> **QUOTED TEXT**
»»
"""Metadata exporter API for Ray Data datasets."""

import logging
import os
from abc import ABC, abstractmethod
from dataclasses import asdict, dataclass, field, is_dataclass
from typing import TYPE_CHECKING, Any, Dict, List, Mapping, Optional, Sequence

import ray
from ray._private.event.export_event_logger import (
    EventLogType,
    check_export_api_enabled,
    get_export_event_logger,
)
from ray.core.generated.export_dataset_metadata_pb2 import (
    ExportDatasetMetadata as ProtoDatasetMetadata,
)
from ray.dashboard.modules.metrics.dashboards.common import Panel
from ray.dashboard.modules.metrics.dashboards.data_dashboard_panels import (
    OPERATOR_PANELS,
)
from ray.data._internal.execution.dataset_state import DatasetState
from ray.data.context import DataContext

if TYPE_CHECKING:
    from ray.data._internal.execution.interfaces.physical_operator import (
        PhysicalOperator,
    )
    from ray.data.context import DataContext

logger = logging.getLogger(__name__)

UNKNOWN = "unknown"

# Number of characters to truncate to when
# exporting dataset operator arguments
DEFAULT_TRUNCATION_LENGTH = 100

# NOTE: These dataclasses need to be updated in sync with the protobuf definitions in
# src/ray/protobuf/export_api/export_dataset_metadata.proto
@dataclass
class SubStage:
    """Represents a sub-stage within an operator in the DAG.

    Attributes:
        name: The name of the sub-stage.
        id: The unique identifier of the sub-stage.
    """

    name: str
    id: str


@dataclass
class Operator:
    """Represents a data processing operator in the DAG.

    Attributes:
        name: The name of the operator.
        id: The unique identifier of the operator within the DAG structure, typically
            incorporating a position or index (e.g., "ReadParquet_0"). This is used for
            referencing operators within the DAG topology.
        uuid: The system-generated UUID of the physical operator instance. This is the
            internal unique identifier created when the operator instance is initialized
            and remains consistent throughout its lifetime.
        input_dependencies: List of operator IDs that this operator depends on for input.
        sub_stages: List of sub-stages contained within this operator.
        args: User-specified arguments associated with the operator, which may
            include configuration settings, options, or other relevant data for the operator.
        execution_start_time: The timestamp when the operator execution begins.
        execution_end_time: The timestamp when the operator execution ends.
        state: The state of the operator.
    """

    name: str
    id: str
    uuid: str
    execution_start_time: Optional[float]
    execution_end_time: Optional[float]
    state: str
    input_dependencies: List[str] = field(default_factory=list)
    sub_stages: List[SubStage] = field(default_factory=list)
    args: Dict[str, Any] = field(default_factory=dict)


@dataclass
class Topology:
    """Represents the complete structure of the operator DAG.

    Attributes:
        operators: List of all operators in the DAG.
    """

    operators: List[Operator] = field(default_factory=list)
««
> **TASKS**
**a.** List every name that the Ray Data metadata exporter code imports from the typing module.
**b.** Quote the Ray Data metadata exporter code between "execution_end_time: The timestamp" and "List[SubStage] = field(default_factory=list)", inclusive.

> **INFORMATION PROVIDED**
»»
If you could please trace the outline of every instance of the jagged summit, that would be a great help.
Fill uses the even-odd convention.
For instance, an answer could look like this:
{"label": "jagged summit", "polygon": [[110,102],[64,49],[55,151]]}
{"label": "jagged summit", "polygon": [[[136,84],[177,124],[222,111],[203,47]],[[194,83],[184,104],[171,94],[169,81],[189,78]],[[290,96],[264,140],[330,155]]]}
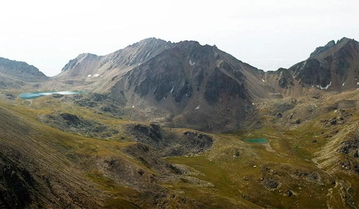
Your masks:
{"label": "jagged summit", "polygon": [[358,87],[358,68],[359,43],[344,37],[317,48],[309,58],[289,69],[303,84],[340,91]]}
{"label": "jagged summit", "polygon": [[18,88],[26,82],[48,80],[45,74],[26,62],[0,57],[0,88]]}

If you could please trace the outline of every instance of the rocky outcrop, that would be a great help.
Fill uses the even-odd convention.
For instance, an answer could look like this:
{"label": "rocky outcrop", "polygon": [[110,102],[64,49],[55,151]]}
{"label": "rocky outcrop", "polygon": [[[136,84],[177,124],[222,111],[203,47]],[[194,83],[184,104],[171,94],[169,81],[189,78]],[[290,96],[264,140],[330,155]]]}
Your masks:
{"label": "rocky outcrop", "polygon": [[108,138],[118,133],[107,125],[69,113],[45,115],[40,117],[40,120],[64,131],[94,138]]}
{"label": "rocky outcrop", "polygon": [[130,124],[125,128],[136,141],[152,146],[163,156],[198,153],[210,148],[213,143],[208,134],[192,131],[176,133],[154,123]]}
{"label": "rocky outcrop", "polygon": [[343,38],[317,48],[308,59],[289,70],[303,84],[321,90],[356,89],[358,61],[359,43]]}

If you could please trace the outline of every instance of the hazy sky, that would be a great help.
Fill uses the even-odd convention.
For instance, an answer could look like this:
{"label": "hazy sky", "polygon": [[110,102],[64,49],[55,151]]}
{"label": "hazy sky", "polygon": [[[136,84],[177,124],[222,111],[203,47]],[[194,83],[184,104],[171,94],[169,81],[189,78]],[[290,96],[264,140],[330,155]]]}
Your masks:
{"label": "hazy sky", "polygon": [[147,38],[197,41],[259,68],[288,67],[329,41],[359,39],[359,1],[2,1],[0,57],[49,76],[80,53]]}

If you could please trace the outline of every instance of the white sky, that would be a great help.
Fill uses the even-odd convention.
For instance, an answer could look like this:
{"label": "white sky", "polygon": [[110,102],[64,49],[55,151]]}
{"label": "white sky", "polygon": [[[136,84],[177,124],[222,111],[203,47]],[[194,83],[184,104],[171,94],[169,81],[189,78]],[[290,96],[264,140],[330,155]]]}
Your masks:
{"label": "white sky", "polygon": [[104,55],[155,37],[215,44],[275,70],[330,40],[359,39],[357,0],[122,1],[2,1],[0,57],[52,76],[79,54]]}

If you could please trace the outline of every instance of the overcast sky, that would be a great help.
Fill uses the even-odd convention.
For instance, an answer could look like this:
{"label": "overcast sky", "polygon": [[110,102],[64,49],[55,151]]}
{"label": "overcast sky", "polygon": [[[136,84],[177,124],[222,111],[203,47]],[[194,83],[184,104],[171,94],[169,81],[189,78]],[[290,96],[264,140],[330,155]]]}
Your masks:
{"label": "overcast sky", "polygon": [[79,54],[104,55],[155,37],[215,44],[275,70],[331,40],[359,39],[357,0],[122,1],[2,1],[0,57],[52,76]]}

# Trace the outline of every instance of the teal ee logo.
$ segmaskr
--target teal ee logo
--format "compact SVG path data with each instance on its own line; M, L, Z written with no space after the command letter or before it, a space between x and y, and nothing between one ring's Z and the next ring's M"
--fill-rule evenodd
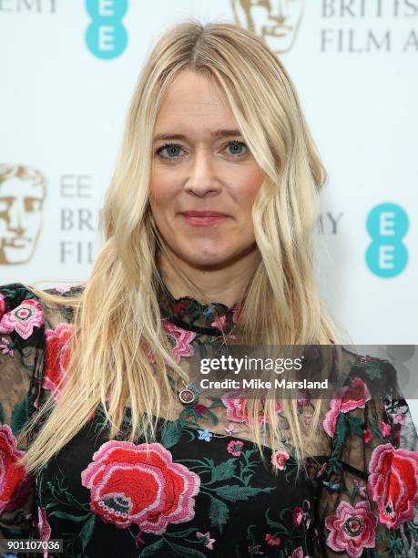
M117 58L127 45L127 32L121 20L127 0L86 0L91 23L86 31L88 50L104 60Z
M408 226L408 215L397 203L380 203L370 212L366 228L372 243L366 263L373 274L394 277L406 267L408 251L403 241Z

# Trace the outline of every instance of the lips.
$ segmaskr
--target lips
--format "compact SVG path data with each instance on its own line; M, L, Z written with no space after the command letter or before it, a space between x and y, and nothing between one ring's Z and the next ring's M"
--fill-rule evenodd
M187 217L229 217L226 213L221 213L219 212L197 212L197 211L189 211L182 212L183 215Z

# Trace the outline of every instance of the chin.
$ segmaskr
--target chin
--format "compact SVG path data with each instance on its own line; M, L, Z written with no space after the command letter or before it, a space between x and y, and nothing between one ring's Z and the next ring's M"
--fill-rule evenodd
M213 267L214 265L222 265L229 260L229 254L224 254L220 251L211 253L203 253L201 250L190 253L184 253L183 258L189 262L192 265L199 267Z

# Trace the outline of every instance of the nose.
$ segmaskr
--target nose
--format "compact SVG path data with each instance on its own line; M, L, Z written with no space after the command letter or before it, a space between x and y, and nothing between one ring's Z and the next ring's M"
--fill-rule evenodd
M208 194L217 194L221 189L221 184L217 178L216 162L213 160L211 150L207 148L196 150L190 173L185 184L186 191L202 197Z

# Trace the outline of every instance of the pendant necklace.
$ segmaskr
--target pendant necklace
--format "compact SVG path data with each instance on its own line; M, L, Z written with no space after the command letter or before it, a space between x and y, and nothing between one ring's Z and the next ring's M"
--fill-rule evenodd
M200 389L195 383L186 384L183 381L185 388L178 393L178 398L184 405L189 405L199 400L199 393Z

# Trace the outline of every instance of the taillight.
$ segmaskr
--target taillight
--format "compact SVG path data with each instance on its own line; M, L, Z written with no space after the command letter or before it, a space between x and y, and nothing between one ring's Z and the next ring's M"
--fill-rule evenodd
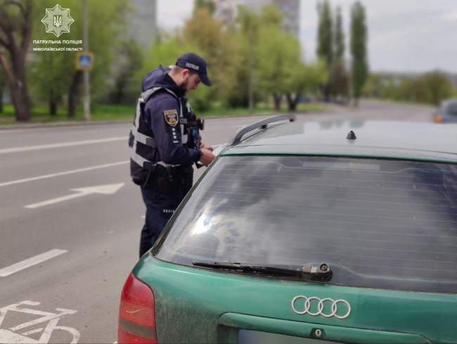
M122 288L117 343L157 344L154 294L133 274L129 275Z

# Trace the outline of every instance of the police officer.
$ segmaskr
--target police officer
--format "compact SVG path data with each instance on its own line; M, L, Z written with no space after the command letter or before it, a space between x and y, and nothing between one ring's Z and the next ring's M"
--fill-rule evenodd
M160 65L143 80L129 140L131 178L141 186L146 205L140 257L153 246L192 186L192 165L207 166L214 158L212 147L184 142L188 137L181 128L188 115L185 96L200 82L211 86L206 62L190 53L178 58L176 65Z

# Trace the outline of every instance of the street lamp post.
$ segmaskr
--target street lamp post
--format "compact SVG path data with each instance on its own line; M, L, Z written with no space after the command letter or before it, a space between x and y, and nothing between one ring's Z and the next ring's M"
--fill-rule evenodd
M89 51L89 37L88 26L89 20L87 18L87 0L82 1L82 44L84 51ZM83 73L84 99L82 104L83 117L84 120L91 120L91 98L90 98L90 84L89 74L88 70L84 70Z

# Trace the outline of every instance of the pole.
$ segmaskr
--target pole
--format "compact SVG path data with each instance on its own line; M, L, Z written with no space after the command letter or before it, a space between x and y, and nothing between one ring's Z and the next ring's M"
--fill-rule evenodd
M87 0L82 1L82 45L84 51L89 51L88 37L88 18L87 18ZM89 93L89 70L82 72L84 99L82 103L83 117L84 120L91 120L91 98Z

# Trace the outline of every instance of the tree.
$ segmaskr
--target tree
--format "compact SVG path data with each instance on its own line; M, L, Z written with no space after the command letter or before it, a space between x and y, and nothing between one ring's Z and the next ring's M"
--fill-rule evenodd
««
> **ANSWERS FOR THIS EXERCISE**
**a.** TYPE_CHECKING, Any, Dict, List, Mapping, Optional, Sequence

**b.**
execution_end_time: The timestamp when the operator execution ends.
        state: The state of the operator.
    """

    name: str
    id: str
    uuid: str
    execution_start_time: Optional[float]
    execution_end_time: Optional[float]
    state: str
    input_dependencies: List[str] = field(default_factory=list)
    sub_stages: List[SubStage] = field(default_factory=list)